▶ EXERCISE DESCRIPTION
If a line in the material below has the word "instance", copy it.

▶ SUPPLIED RECORDS
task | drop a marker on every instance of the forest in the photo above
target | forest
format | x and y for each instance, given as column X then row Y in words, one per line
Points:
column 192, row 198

▶ FINAL ANSWER
task | drop a marker on every instance of the forest in the photo above
format | x and y for each instance, given as column X then row Y in words, one per line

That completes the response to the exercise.